| Input |
++++++++++
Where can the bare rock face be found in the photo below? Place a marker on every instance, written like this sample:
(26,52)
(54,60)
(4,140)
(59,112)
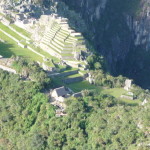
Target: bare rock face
(120,31)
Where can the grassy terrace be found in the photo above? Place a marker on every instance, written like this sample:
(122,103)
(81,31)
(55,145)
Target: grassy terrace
(20,30)
(24,52)
(74,76)
(117,92)
(11,48)
(12,33)
(79,86)
(47,55)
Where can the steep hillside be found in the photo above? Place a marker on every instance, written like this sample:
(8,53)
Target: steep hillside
(120,31)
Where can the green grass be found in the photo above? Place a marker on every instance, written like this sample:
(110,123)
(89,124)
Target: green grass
(11,48)
(9,31)
(74,76)
(79,86)
(117,92)
(20,30)
(47,55)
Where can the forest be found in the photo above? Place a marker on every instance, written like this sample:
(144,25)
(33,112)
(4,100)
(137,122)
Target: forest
(94,122)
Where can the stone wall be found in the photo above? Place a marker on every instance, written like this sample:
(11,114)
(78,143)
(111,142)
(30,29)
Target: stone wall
(9,36)
(8,69)
(69,73)
(72,80)
(23,36)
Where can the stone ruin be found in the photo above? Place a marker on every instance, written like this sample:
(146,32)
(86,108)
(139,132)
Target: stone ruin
(128,84)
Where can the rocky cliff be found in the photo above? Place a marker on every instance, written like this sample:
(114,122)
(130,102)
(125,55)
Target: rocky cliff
(120,31)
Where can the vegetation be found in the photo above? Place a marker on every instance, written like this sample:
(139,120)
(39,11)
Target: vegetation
(10,48)
(94,122)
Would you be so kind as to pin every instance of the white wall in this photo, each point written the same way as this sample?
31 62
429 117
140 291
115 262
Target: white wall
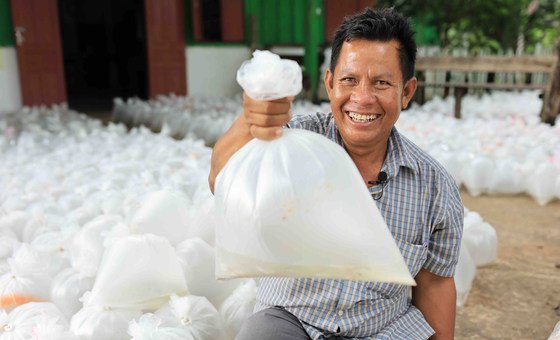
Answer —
211 70
10 94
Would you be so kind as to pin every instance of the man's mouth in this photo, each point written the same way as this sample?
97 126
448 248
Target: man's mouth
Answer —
360 118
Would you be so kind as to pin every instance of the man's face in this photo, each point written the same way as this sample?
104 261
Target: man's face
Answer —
367 91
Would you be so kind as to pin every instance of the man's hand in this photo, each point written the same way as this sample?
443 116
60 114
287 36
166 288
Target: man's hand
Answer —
260 119
436 296
266 118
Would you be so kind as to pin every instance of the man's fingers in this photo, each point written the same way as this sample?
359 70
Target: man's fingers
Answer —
270 107
268 120
266 133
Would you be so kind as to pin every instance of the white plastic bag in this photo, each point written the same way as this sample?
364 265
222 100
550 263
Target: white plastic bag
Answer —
197 259
162 213
464 274
543 188
67 288
476 174
28 279
51 328
138 271
94 322
20 323
87 246
184 318
267 77
481 240
298 206
238 307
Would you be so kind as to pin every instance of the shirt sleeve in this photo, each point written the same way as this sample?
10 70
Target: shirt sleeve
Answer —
447 230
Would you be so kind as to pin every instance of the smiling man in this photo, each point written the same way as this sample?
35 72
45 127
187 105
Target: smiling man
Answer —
369 81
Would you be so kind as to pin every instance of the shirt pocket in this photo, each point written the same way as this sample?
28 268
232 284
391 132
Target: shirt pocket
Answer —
414 255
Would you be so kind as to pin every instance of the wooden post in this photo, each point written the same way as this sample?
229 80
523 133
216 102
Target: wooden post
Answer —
459 94
551 100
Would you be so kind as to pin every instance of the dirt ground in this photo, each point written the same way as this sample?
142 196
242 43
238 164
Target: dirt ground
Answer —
518 296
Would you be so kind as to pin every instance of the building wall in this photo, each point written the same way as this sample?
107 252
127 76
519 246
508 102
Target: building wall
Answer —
211 70
10 95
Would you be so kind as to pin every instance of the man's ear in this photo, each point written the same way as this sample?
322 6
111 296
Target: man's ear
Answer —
408 91
328 80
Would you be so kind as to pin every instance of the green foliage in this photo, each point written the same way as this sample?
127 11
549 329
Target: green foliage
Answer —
483 25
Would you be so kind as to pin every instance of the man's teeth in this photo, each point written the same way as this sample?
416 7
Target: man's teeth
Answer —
362 118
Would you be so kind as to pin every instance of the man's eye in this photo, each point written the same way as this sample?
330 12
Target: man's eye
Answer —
381 83
348 80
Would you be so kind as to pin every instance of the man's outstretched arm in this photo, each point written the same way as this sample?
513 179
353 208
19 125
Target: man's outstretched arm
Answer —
435 296
259 119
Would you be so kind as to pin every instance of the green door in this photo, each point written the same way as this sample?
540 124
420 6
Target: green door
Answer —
288 23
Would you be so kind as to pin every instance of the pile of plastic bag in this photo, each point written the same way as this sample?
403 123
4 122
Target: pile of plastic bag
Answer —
281 203
109 234
479 247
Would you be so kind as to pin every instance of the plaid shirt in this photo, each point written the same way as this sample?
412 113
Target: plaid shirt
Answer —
422 208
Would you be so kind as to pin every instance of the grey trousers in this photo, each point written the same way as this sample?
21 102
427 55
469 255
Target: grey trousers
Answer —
273 323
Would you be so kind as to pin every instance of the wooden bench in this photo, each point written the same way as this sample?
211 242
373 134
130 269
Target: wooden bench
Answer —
547 64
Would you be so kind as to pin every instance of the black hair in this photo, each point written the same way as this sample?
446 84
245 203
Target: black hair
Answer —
378 25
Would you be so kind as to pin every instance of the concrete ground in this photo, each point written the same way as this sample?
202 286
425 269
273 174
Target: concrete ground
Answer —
518 297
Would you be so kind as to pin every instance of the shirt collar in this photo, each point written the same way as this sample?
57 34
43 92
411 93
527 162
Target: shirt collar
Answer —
397 150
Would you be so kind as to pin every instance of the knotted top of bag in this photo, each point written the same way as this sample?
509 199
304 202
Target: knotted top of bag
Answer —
268 77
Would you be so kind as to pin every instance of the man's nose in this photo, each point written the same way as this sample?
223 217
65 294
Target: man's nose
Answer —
363 94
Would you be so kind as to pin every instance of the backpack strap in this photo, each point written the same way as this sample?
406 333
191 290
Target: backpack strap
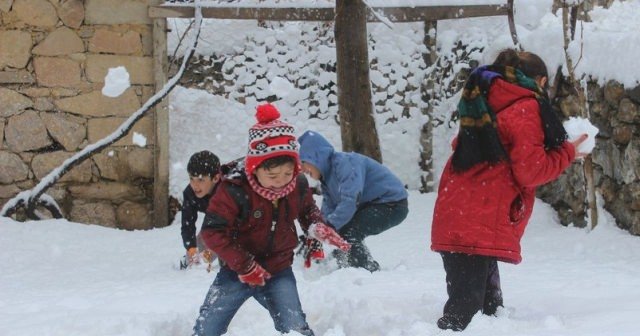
++++++++++
| Work request |
Transcribe all entries above exactly. Drop the pictures.

| Answer space |
Where can the bare rock face be found in the photo below? Place a marker on every instance, written like this sample:
(26,52)
(54,60)
(4,140)
(59,112)
Target: bare rock face
(120,31)
Where can the grassy terrace be found in the photo above? Place a marker on every instance, written like this sample:
(122,103)
(81,31)
(55,145)
Target: grassy terrace
(20,30)
(24,52)
(74,76)
(117,92)
(11,48)
(12,33)
(79,86)
(47,55)
Where can the steep hillside be found in the photo above? Place a marker on every instance, written like this sample:
(8,53)
Target: steep hillside
(120,31)
Where can the green grass be found in the photo above? Place a marker on every instance, written like this sample:
(110,123)
(89,124)
Target: green grass
(11,48)
(9,31)
(74,76)
(79,86)
(117,92)
(20,30)
(47,55)
Where can the forest be found in the photo above? Place a marker on every instance, written like this sample:
(144,25)
(33,112)
(4,100)
(137,122)
Target: forest
(94,122)
Where can the stone wall be found in the photo above? Place a marker on every instance, written like this sample:
(11,114)
(78,143)
(111,142)
(30,29)
Target: stone wall
(9,36)
(8,69)
(69,73)
(72,80)
(23,36)
Where can the stone ruin be found in the photo above? Place a marker on every instance, written like this sample:
(146,32)
(86,108)
(139,132)
Target: stone ruin
(128,84)
Where can the rocky cliff be found in the photo above? Place a marker on every instance, written like this sample:
(114,122)
(130,102)
(125,55)
Target: rocky cliff
(120,31)
Where can the vegetation be found in the photo above? Place a marker on every instance, written like this sample:
(139,120)
(39,11)
Target: vegetation
(10,48)
(94,122)
Would you be so kind as to pin every instance of the white wall in this photo, each point written the same way as this sample?
31 62
429 117
140 291
115 262
Target: white wall
Answer —
211 70
10 94
Would you be so kind as to pin every instance of the man's mouth in this photo, each point written the same way as this sample?
97 126
448 248
Target: man's mouth
Answer —
360 118
Would you be so kind as to pin every instance of the man's face in this photo, each point written the same way as this sample?
104 261
Target: man's face
Answer —
367 91
Would you be so kind as to pin every instance of the man's hand in this photo, each point written the same way as this sample?
443 116
60 114
287 36
166 288
Target: man's hand
Answer —
260 119
436 296
266 118
Would you be so kind as to pin every instance of the man's fingers in this photo, each point written the same way as this sample?
359 70
Target: man's fingers
Answer —
270 107
268 120
266 133
Would you be so kind as to pin every instance of the white plastic bag in this photo, each point written the same way as this sample?
364 265
222 100
550 263
Target: white plastic bag
Answer —
197 259
162 213
464 274
543 188
67 288
476 174
28 279
51 328
138 271
94 322
20 323
87 246
184 318
267 77
481 240
298 206
238 307
Would you be so kind as to pin every instance of the shirt sleeve in this photo, each point written the same way as this sample?
10 70
Target: shirt sleeve
Answer —
447 230
Would you be so kind as to pin every instance of the smiling man in this photo, each point written the same way as this sample?
35 72
45 127
187 105
Target: smiling man
Answer —
369 81
Would you be so kind as to pin every instance of the shirt pocket in this photo, each point written the same way as this sample?
28 268
232 284
391 132
Target: shirt pocket
Answer —
414 255
Would you be so kind as to pin every instance of the wooden post in this photo, each point written the same way as this sample?
229 80
523 133
216 102
Target: wooden post
Answer —
459 94
551 100
Would you be so kind as to pin every instance of the dirt ground in this photo, each point written the same way as this sample?
142 196
242 43
238 164
Target: dirt ground
Answer —
518 296
Would you be so kind as to pin every instance of the building wall in this photo, each point written the same way as this sample?
107 252
127 76
519 246
508 102
Target: building wall
Answer —
211 70
10 95
Would you be so kind as to pin every instance of the man's ear in this photo, each point written the same way as this sample?
322 6
111 296
Target: man's ear
Answer —
408 91
328 80
Would you be so kind as to pin every instance of the green foliage in this photo, each point written the same way as this sample?
127 11
549 329
Target: green foliage
Answer —
483 25
Would you be so kind as to pin every instance of the man's teeth in this photo, each point written the same way as this sample?
416 7
Target: man's teeth
Answer —
362 118
Would you be so kind as to pin every instance of the man's eye in this photo, each point written the same way as this sample?
330 12
Target: man's eye
Answer —
381 83
348 80
Would you be so kind as to pin every instance of the man's outstretched arm in this photo, each point written the same way as this sample?
513 179
353 208
19 125
Target: man's outstretched arm
Answer —
435 296
259 119
Would you be so kind as to pin every instance of the green door in this photo, each point written the same way as this sample?
540 124
420 6
Target: green door
Answer —
288 23
Would you be so kind as to pin every instance of the pile of plastic bag in this photo, each point written the same way as this sample?
403 123
4 122
Target: pile of plastic bag
Answer —
281 203
109 234
479 247
Would you be so kind as to pin every instance of the plaid shirt in this photo, each point written the same way as this sample?
412 113
Target: plaid shirt
Answer —
422 208
Would you be so kind as to pin every instance of the grey trousers in this photo, each point written the same way as this sample?
21 102
427 55
469 255
Target: grey trousers
Answer —
273 323
Would you be so kind as to pin every instance of the wooden bench in this photo, each point written the same way as this sample?
211 242
373 134
130 269
Target: wooden bench
Answer —
547 64
Would you be so kind as to pin every instance of the black hair in this photo, each point written the same way as this sample?
446 84
245 203
Target: black hair
Answer —
378 25
Would you be so kind as to pin every instance of the concrete ground in this photo, each point written the same way as this sample?
202 286
425 269
273 174
Target: concrete ground
Answer —
518 297
Would you be so kind as to pin every instance of the shirt collar in this photo, each point written the same way as this sample?
57 34
43 92
411 93
527 162
Target: shirt collar
Answer —
397 150
Would you be so kind as to pin every instance of the knotted top of bag in this photo, each point written the same way as this sample?
509 199
304 202
Target: knotted top of bag
Answer —
268 77
Would you be so kind as to pin every instance of the man's nose in this photo, each point written the same way as this sample?
223 217
65 294
Target: man's nose
Answer —
363 94
Would you be so kind as to pin every instance of the backpack strap in this photo, each point written the same way as this sample?
406 333
191 290
Target: backpack strap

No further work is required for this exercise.